— Start of INPUT —

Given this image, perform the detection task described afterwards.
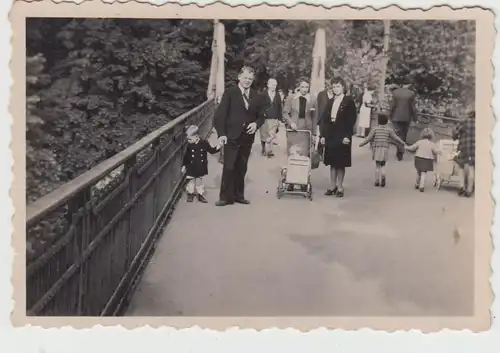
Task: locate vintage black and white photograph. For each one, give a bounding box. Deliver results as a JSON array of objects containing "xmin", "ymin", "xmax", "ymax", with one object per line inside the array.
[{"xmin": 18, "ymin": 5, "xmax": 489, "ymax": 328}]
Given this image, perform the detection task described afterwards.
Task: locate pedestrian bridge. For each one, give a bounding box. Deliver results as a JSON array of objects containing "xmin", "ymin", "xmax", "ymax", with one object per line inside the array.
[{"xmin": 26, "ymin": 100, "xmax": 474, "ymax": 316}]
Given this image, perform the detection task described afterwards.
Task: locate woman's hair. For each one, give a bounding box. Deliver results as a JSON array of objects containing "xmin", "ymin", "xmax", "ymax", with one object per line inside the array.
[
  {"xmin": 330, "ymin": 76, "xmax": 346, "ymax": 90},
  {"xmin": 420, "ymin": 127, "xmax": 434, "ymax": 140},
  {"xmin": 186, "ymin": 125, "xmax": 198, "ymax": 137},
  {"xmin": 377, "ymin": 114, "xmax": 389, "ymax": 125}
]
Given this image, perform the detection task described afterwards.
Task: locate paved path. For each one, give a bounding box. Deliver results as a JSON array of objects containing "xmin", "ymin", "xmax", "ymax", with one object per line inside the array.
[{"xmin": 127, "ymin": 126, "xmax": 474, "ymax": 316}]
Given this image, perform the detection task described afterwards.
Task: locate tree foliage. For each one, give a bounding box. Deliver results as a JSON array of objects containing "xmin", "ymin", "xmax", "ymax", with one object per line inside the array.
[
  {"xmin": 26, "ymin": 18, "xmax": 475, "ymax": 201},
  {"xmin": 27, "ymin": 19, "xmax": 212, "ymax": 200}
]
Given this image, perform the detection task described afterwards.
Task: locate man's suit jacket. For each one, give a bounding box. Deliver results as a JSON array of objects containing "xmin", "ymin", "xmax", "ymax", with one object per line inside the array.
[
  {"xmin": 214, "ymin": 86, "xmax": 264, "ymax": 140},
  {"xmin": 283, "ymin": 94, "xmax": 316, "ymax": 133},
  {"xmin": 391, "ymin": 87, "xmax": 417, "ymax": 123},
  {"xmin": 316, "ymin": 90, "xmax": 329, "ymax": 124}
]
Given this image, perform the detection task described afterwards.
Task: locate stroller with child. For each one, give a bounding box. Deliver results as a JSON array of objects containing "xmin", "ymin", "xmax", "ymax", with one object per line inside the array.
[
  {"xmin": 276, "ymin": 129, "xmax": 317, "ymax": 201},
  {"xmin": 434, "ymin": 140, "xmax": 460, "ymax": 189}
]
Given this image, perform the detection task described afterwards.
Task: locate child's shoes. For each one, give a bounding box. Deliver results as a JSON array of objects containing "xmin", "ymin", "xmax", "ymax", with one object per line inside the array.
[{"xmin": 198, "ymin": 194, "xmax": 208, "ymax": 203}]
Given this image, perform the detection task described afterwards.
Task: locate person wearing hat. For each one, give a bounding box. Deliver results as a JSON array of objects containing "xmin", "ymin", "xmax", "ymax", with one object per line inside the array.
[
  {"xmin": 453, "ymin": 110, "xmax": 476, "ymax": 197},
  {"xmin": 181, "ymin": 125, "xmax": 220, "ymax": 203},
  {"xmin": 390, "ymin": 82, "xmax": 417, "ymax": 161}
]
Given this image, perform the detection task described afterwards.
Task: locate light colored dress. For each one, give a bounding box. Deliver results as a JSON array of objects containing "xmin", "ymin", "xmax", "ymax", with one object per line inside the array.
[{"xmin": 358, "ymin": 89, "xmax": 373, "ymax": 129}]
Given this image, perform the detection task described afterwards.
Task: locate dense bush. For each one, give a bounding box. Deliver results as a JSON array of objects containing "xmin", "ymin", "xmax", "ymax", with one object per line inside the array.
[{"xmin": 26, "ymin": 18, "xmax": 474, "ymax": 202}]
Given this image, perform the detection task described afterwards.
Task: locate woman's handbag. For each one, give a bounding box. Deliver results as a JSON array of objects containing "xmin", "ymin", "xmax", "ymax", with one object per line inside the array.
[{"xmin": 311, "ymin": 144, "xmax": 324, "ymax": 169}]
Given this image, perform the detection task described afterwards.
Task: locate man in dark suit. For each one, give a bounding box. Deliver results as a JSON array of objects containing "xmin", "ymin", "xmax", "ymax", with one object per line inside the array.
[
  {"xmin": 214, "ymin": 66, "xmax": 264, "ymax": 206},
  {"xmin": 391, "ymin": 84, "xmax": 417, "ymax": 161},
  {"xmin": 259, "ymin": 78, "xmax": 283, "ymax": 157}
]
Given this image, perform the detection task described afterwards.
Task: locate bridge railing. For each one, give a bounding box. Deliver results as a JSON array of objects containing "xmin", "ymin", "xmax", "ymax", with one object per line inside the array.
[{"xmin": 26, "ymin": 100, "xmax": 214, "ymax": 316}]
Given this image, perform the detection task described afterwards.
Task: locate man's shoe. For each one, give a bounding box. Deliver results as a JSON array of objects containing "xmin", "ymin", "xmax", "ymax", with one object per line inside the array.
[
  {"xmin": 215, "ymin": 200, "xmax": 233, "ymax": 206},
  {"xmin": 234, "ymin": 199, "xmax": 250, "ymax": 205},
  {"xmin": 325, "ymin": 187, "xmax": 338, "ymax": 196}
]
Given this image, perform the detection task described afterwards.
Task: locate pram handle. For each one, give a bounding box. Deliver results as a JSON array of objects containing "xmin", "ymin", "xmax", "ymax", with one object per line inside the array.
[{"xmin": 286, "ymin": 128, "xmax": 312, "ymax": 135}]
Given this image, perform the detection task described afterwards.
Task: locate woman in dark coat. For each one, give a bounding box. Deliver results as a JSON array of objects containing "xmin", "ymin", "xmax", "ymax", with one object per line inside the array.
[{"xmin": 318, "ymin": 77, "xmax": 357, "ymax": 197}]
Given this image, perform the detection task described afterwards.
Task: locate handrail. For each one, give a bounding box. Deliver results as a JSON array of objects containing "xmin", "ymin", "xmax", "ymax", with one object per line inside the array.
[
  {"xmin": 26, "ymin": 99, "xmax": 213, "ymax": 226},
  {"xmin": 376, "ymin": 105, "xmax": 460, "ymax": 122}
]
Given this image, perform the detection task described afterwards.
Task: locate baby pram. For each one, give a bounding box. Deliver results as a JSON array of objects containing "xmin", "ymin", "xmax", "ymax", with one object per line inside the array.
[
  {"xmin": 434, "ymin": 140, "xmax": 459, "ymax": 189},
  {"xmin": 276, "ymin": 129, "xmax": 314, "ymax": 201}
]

— End of INPUT —

# [TASK DETAILS]
Gather every line of the records above that contains the word "jacket" and list those lines.

# [ANSWER TO THE PROBLEM]
Task: locate man's suit jacket. For each one, give a bounding box. Deliver results as a JSON array of objects containing "xmin", "ymin", "xmax", "ymax", with one object per line inside the array.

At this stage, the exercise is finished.